> 取り組む課題
抜粋箇所のうち「特養の日常生活継続支援加算は」で始まり「算定要件は、次の①から③のうちから、いずれかを選択することになります。」で終わる部分を、「基本報酬」を「介護報酬」に差し替えて更新したうえで示してください。

特養の日常生活継続支援加算は、他の介護サービスに大きな影響を与える可能性がある~その2~
こんにちは。大阪の介護専門税理士の松本昌晴です。
昨日に続き、特別養護老人ホーム(特養)の日常生活継続支援加算について説明します。
特養は基本報酬6%ダウンにより、100床で年間1,500万円前後の収入が減少し、そのダウンを補うのに取るべき一番手の加算が、日常生活継続支援加算であるということを、昨日のブログで書きました。
安定的に算定できる要件
算定要件は、次の①から③のうちから、いずれかを選択することになります。
①「新規」入居者のうち、要介護4・5の占める割合が70%以上
②「新規」入居者のうち、認知症日常生活自立度Ⅲ以上の占める割合が65%以上
③たんの吸引等が必要な入所者の占める割合が15%以上
上の①~③のうち、どれが一番、安定的に算定できるでしょうか?

> 元データ
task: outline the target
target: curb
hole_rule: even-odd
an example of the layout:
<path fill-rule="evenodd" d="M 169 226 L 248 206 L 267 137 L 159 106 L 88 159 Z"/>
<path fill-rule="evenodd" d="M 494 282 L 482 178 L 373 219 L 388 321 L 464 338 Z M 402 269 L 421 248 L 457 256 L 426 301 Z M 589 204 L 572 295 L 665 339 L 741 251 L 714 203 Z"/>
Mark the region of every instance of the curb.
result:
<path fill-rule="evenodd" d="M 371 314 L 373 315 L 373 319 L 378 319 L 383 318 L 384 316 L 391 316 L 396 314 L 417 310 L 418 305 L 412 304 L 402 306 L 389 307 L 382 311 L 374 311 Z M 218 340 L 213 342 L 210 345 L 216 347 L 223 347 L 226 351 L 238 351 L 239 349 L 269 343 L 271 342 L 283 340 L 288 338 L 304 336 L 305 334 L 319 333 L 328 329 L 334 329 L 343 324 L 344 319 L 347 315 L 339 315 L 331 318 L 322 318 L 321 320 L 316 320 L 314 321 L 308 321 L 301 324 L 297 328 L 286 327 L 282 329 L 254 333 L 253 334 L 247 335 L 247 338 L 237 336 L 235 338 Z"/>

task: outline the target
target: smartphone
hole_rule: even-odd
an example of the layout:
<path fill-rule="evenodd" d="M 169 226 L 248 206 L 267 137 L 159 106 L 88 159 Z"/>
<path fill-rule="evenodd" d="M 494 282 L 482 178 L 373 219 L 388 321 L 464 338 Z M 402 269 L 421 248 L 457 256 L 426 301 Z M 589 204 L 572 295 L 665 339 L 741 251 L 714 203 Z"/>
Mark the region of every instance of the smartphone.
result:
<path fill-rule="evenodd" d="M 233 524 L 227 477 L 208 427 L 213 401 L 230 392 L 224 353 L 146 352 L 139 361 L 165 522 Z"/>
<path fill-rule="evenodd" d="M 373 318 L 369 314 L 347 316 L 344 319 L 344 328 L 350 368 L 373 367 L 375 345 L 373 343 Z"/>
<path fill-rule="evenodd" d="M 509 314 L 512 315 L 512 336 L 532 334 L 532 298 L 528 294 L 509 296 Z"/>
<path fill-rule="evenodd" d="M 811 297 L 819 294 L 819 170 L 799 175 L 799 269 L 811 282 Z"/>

> 以下の結果
特養の日常生活継続支援加算は、他の介護サービスに大きな影響を与える可能性がある~その2~
こんにちは。大阪の介護専門税理士の松本昌晴です。
昨日に続き、特別養護老人ホーム(特養)の日常生活継続支援加算について説明します。
特養は介護報酬6%ダウンにより、100床で年間1,500万円前後の収入が減少し、そのダウンを補うのに取るべき一番手の加算が、日常生活継続支援加算であるということを、昨日のブログで書きました。
安定的に算定できる要件
算定要件は、次の①から③のうちから、いずれかを選択することになります。